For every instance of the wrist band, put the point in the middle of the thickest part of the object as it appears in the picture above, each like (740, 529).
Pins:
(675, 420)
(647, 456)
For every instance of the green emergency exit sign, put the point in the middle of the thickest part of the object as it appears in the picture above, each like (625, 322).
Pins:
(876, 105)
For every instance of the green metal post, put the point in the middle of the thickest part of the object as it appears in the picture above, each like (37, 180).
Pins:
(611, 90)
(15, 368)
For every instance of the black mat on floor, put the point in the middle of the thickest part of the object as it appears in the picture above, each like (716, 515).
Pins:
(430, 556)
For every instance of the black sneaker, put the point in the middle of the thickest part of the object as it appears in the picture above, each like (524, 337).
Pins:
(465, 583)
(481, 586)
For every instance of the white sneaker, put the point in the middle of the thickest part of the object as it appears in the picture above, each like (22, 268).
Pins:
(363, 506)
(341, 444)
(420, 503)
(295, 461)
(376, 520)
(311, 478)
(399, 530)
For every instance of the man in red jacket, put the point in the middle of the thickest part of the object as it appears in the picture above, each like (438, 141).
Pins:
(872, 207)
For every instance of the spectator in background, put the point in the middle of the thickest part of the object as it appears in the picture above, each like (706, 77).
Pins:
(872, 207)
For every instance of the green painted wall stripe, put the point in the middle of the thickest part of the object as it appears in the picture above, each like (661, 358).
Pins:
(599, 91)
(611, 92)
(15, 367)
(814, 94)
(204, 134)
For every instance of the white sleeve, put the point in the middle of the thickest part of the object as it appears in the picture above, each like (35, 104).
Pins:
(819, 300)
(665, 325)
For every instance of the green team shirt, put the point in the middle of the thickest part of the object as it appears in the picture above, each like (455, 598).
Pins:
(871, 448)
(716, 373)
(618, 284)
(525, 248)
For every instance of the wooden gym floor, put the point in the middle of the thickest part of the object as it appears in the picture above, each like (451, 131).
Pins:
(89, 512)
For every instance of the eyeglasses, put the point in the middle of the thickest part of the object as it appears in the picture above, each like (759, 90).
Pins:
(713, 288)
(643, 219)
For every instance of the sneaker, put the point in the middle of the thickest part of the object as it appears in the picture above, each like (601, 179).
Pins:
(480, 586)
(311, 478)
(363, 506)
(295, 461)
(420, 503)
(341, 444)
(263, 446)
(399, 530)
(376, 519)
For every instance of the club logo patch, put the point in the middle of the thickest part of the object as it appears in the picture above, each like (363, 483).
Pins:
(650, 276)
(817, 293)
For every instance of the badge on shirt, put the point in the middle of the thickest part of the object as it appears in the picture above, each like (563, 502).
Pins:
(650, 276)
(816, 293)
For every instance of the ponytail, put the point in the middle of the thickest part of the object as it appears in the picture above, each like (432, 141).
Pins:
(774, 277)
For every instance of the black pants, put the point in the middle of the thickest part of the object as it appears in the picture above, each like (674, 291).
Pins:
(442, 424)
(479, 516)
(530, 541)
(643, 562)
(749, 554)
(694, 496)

···

# Exercise instructions:
Show all lines from the records above where the word "white" occurs.

# Result of this task:
For every instance of the white sneaker, put the point in the middle of the thickest part of the object as it appears in the picture above, each like (22, 268).
For every instance of the white sleeve, put the point in the middle of the thickest part of the object as it appears in the picture above, each like (35, 104).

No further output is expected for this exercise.